**SET EXERCISE:** Rewrite all of the lines below with their requests, scaling every point coordinate in the answers by 1.05 and rounding to whole numbers, with halves rounded up. Keep the requests and their sample coordinates unchanged, and leave the pictures out.

**SOURCE RECORDS:**
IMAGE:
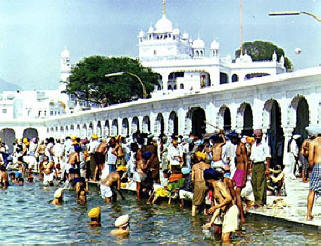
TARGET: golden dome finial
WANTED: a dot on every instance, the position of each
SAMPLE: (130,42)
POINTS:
(164,8)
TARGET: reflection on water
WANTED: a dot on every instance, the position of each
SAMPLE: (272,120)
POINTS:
(27,217)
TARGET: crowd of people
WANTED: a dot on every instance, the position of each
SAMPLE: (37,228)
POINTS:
(222,175)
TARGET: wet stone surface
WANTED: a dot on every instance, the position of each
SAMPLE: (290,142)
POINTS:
(28,217)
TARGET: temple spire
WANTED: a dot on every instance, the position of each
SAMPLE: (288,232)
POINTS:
(164,8)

**SOLUTION:**
IMAGE:
TARGET: golden dome finial
WANTED: a dot on every instance, the position of each
SAMPLE: (130,42)
POINTS:
(172,8)
TARGET: reflection on water
WANTED: a dot on every instance, the position of each
SAMPLE: (272,120)
POINTS:
(28,228)
TARGET: crowd of people
WANTED: a dot on every instance, the position of each
SAMPLE: (37,228)
POINTS:
(233,184)
TARGET: wet stone surface
WANTED: a dot on every instance, the position of each
SAMPLE: (290,142)
POINTS:
(29,228)
TARGET: temple spire
WANTED: a dot on every instance, the position of each
SAMPLE: (288,232)
POINTS:
(172,8)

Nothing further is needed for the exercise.